EXERCISE PROMPT: What you return should match the data below exactly, line for line.

--- DATA TO PROCESS Enclosed Below ---

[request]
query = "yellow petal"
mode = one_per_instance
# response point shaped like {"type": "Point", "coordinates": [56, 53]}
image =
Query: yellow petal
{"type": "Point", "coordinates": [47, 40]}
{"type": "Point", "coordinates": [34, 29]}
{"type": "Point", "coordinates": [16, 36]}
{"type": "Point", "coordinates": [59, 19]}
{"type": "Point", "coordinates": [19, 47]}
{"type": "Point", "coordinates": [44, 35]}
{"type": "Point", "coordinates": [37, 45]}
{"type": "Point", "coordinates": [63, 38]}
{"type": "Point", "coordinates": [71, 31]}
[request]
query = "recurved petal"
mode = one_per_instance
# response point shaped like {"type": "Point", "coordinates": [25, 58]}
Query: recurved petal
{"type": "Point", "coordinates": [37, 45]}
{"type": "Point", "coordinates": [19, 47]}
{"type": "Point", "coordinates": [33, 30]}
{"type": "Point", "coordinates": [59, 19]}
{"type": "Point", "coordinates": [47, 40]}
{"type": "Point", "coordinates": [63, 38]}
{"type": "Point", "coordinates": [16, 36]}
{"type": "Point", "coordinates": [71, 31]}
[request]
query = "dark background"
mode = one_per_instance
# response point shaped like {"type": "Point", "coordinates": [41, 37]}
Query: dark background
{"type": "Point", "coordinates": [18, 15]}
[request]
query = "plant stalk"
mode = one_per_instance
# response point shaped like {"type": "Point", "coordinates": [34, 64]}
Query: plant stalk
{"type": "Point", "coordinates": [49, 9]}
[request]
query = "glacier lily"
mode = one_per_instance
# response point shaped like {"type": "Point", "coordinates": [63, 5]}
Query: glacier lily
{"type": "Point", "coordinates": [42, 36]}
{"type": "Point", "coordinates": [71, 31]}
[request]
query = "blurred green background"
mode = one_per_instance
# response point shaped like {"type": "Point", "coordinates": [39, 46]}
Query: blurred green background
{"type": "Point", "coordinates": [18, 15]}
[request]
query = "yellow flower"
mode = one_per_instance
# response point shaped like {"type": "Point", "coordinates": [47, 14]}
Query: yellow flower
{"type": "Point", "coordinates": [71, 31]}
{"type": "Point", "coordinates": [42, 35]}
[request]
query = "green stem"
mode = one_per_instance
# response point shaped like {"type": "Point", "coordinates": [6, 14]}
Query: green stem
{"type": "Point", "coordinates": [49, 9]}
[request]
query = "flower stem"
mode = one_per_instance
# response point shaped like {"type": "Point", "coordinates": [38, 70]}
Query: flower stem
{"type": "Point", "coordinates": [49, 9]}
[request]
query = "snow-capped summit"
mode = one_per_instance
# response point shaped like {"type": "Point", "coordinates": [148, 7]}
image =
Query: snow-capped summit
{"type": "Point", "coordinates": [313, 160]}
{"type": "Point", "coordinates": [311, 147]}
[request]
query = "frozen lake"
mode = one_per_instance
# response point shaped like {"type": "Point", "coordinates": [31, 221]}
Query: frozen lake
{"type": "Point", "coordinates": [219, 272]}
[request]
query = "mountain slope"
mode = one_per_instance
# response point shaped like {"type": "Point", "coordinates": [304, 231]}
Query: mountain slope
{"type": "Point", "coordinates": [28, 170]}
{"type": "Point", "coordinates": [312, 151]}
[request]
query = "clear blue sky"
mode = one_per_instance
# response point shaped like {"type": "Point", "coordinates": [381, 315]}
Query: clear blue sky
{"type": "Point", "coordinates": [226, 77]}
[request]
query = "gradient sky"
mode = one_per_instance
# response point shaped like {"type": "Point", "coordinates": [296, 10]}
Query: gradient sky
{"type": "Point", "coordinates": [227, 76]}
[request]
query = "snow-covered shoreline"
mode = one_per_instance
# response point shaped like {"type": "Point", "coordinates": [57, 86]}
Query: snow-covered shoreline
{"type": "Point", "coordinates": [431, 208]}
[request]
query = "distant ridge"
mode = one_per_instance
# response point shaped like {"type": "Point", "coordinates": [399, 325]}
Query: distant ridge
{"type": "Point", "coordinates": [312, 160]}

--- End of Enclosed DATA TO PROCESS ---

RESPONSE AREA:
[request]
query = "yellow petal"
mode = one_per_instance
# response point shaped like {"type": "Point", "coordinates": [56, 53]}
image =
Query: yellow petal
{"type": "Point", "coordinates": [47, 40]}
{"type": "Point", "coordinates": [34, 29]}
{"type": "Point", "coordinates": [16, 36]}
{"type": "Point", "coordinates": [59, 19]}
{"type": "Point", "coordinates": [19, 47]}
{"type": "Point", "coordinates": [44, 35]}
{"type": "Point", "coordinates": [37, 45]}
{"type": "Point", "coordinates": [63, 38]}
{"type": "Point", "coordinates": [71, 31]}
[request]
query = "recurved petal"
mode = one_per_instance
# response point shaped like {"type": "Point", "coordinates": [25, 58]}
Query: recurved petal
{"type": "Point", "coordinates": [37, 45]}
{"type": "Point", "coordinates": [19, 47]}
{"type": "Point", "coordinates": [33, 30]}
{"type": "Point", "coordinates": [59, 19]}
{"type": "Point", "coordinates": [47, 40]}
{"type": "Point", "coordinates": [63, 38]}
{"type": "Point", "coordinates": [16, 36]}
{"type": "Point", "coordinates": [71, 31]}
[request]
query = "dark background"
mode = one_per_instance
# response point shaped like {"type": "Point", "coordinates": [41, 37]}
Query: dark background
{"type": "Point", "coordinates": [18, 15]}
[request]
query = "plant stalk"
mode = one_per_instance
# response point shaped like {"type": "Point", "coordinates": [34, 64]}
Query: plant stalk
{"type": "Point", "coordinates": [49, 9]}
[request]
query = "glacier lily"
mode = one_per_instance
# response point shaped like {"type": "Point", "coordinates": [63, 5]}
Query: glacier lily
{"type": "Point", "coordinates": [42, 36]}
{"type": "Point", "coordinates": [71, 31]}
[request]
query = "blurred green background"
mode = one_per_instance
# response point shaped like {"type": "Point", "coordinates": [39, 46]}
Query: blurred green background
{"type": "Point", "coordinates": [18, 15]}
[request]
query = "yellow flower"
mode = one_per_instance
# response point shaped like {"type": "Point", "coordinates": [47, 14]}
Query: yellow flower
{"type": "Point", "coordinates": [71, 31]}
{"type": "Point", "coordinates": [42, 35]}
[request]
query = "green stem"
mode = one_per_instance
# response point shaped like {"type": "Point", "coordinates": [6, 14]}
Query: green stem
{"type": "Point", "coordinates": [49, 9]}
[request]
query = "flower stem"
mode = one_per_instance
# response point shaped like {"type": "Point", "coordinates": [38, 70]}
Query: flower stem
{"type": "Point", "coordinates": [49, 9]}
[request]
query = "snow-capped summit"
mode = one_per_instance
# response point shaped like {"type": "Point", "coordinates": [148, 7]}
image =
Query: snow-capped summit
{"type": "Point", "coordinates": [313, 160]}
{"type": "Point", "coordinates": [311, 147]}
[request]
query = "frozen lake"
mode = one_per_instance
# response point shaped like {"type": "Point", "coordinates": [31, 221]}
Query: frozen lake
{"type": "Point", "coordinates": [219, 272]}
[request]
query = "mountain slope"
mode = one_per_instance
# response point shaped like {"type": "Point", "coordinates": [304, 231]}
Query: mountain slope
{"type": "Point", "coordinates": [28, 170]}
{"type": "Point", "coordinates": [312, 151]}
[request]
query = "clear blue sky"
mode = one_per_instance
# response point shaped like {"type": "Point", "coordinates": [381, 315]}
Query: clear blue sky
{"type": "Point", "coordinates": [226, 77]}
[request]
query = "gradient sky"
mode = one_per_instance
# response point shaped like {"type": "Point", "coordinates": [296, 10]}
Query: gradient sky
{"type": "Point", "coordinates": [227, 76]}
[request]
query = "snow-covered shoreline"
mode = one_per_instance
# response point shaped like {"type": "Point", "coordinates": [57, 86]}
Query: snow-covered shoreline
{"type": "Point", "coordinates": [431, 208]}
[request]
query = "distant ridge"
mode = one_per_instance
# response point shaped like {"type": "Point", "coordinates": [399, 325]}
Query: distant ridge
{"type": "Point", "coordinates": [312, 160]}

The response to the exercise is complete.